━━ Provided records ━━

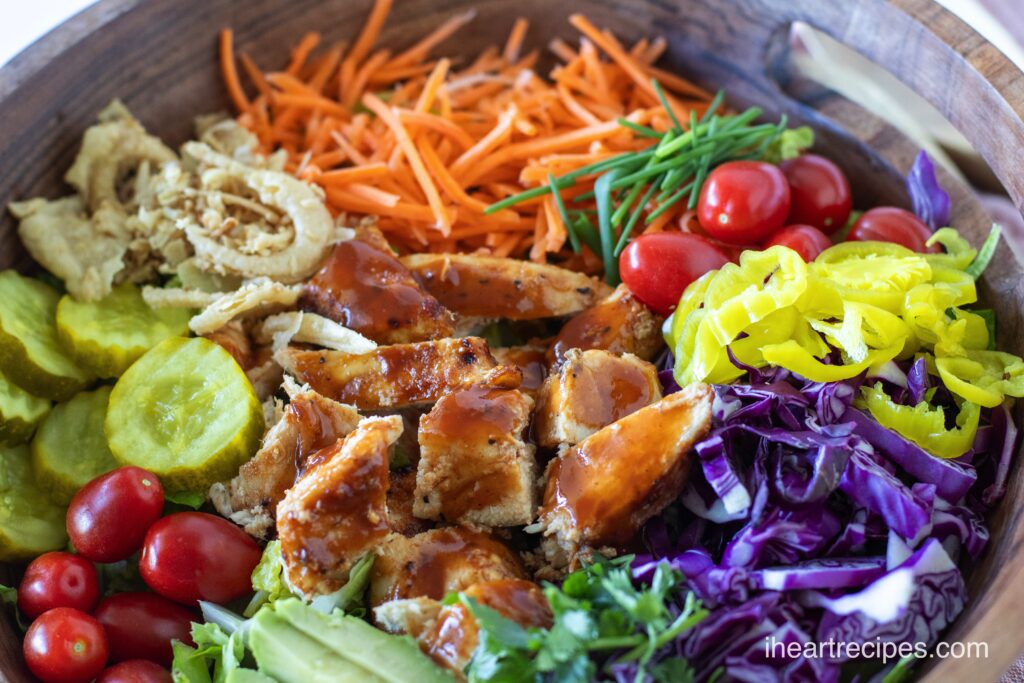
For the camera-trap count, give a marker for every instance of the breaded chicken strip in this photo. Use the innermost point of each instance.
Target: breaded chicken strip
(619, 324)
(491, 287)
(600, 492)
(337, 511)
(391, 376)
(366, 288)
(589, 391)
(475, 464)
(310, 423)
(437, 562)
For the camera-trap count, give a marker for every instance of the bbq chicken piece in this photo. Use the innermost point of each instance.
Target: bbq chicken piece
(400, 496)
(437, 562)
(450, 633)
(455, 635)
(394, 376)
(310, 422)
(366, 288)
(591, 390)
(491, 287)
(530, 360)
(600, 492)
(337, 511)
(475, 465)
(619, 324)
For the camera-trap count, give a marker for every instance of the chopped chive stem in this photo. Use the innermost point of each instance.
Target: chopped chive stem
(634, 218)
(560, 204)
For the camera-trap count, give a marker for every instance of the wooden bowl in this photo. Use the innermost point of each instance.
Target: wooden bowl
(160, 57)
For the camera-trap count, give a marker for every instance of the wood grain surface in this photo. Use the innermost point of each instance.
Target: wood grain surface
(160, 57)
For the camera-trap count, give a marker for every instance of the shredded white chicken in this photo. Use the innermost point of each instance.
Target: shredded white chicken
(256, 298)
(283, 329)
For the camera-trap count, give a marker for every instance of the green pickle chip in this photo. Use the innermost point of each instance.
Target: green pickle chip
(107, 336)
(185, 412)
(30, 523)
(31, 354)
(20, 413)
(70, 449)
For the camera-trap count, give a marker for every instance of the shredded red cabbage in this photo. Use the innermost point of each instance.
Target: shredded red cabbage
(807, 519)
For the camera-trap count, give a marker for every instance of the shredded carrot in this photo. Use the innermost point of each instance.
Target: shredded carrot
(230, 72)
(427, 143)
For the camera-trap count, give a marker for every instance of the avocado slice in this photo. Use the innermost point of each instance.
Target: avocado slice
(388, 657)
(289, 655)
(247, 676)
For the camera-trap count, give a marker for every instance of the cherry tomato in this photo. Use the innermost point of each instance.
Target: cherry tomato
(892, 224)
(743, 202)
(658, 266)
(57, 580)
(66, 645)
(140, 626)
(109, 517)
(805, 240)
(135, 671)
(193, 556)
(820, 193)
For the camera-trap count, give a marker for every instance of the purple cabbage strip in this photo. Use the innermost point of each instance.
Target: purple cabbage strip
(930, 202)
(951, 479)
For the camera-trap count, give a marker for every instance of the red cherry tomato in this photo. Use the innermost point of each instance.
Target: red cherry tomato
(66, 645)
(140, 626)
(805, 240)
(135, 671)
(819, 190)
(657, 267)
(743, 202)
(892, 224)
(109, 517)
(193, 556)
(58, 580)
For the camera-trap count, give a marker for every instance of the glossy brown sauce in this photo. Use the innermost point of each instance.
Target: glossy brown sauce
(608, 481)
(395, 375)
(456, 635)
(531, 363)
(602, 326)
(367, 288)
(609, 391)
(446, 557)
(471, 422)
(475, 289)
(347, 511)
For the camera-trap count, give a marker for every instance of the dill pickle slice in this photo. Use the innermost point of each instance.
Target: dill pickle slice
(70, 449)
(185, 412)
(107, 336)
(31, 354)
(20, 413)
(30, 522)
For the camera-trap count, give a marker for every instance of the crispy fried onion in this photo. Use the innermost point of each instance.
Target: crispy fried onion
(282, 329)
(255, 222)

━━━

Action item
The expected output is every record above, copied exactly, without pictures.

Result for this exercise
For the camera-trap count, give a marker for every instance of the breaded chicken strip in this photo. Use the innermost point of each instance.
Target: breaded chicken strip
(619, 324)
(491, 287)
(600, 492)
(337, 511)
(391, 376)
(366, 288)
(589, 391)
(475, 464)
(310, 423)
(437, 562)
For the camera-trap count, give a marker for every instance of the bbq chicken piece in this photo. Use the innermost point of each instance.
Target: bbq chicken piece
(400, 496)
(437, 562)
(450, 633)
(455, 635)
(394, 376)
(310, 422)
(366, 288)
(591, 390)
(491, 287)
(530, 360)
(600, 492)
(337, 511)
(475, 465)
(619, 324)
For the camera-trap count, give a marker for every instance of the chopped chive stem in this photo. Use the innermost point of each instance.
Target: chopped chive stem
(634, 218)
(560, 204)
For the camera-trap count, give a marker for every instance of the wooden bowl in this photo. Use the innermost point of each instance.
Target: wooden bowl
(160, 57)
For the camera-trap count, give a marker for every instance of the wood grain surface in this photo. Use the innermost point of each instance.
Target: wood grain surface
(160, 57)
For the camera-trap count, give a marker for every instance of the shredded white chicken in this photo. Use the innermost point of each instance.
Target: shredded white chicken
(256, 298)
(283, 329)
For the camera-trap count, give a marker for every instance of the green pickle chip in this photo. Use the innermost point of each instance.
Target: green pickle chip
(107, 336)
(185, 412)
(30, 523)
(31, 354)
(20, 413)
(70, 449)
For the camera-trap count, give a marker for every instance of the shredded red cabbage in this photo. Use the innermost point of each instance.
Target: shredded red cabbage
(807, 519)
For the camera-trap count, give a marker for every instance of the shredded carrot in this photo. Use the innermost point of each instance.
Target: shredded carrot
(230, 72)
(427, 143)
For the camera-trap count, give a marker for every instance of the avocado slice in this photo. Use the innermost point of each instance.
Target: avocado slice
(388, 657)
(289, 655)
(247, 676)
For the camera-trap count, give a marker for every instance of the cherry tomato in this photo. Use the innermost point of each instance.
Target: cherry tomato
(892, 224)
(743, 202)
(658, 266)
(57, 580)
(66, 645)
(140, 626)
(109, 517)
(805, 240)
(135, 671)
(193, 556)
(820, 193)
For the camera-trap count, give a marker for every instance of the purple cabbage strip in this photo. Use the innermost point of each instance.
Target: purple cabbage strip
(930, 202)
(951, 479)
For the camera-trap count, give a marker for every instance of the red cherry tomato in this photo. Use the innermost point of each instance.
Target: red cherry tomato
(66, 645)
(140, 626)
(805, 240)
(135, 671)
(819, 190)
(657, 267)
(743, 202)
(892, 224)
(109, 517)
(193, 556)
(58, 580)
For the camera-trap count, give a marker for every instance of the glossy brown sauce in this photo. Use the innermost point of each instance.
Target: glossy brown sauce
(608, 481)
(395, 375)
(456, 635)
(531, 363)
(602, 326)
(367, 288)
(609, 391)
(446, 557)
(471, 422)
(475, 289)
(347, 511)
For the camera-trap count, give a marker for every instance of the dill pickle slice in this photo. Use the innermost point of each instance.
Target: dill pickle slice
(70, 449)
(185, 412)
(107, 336)
(31, 354)
(20, 413)
(30, 522)
For the camera-trap count, give a marker for every instance of the crispy fried onion in this photo. Use the innermost point of each instance.
Target: crispy fried onion
(282, 329)
(255, 222)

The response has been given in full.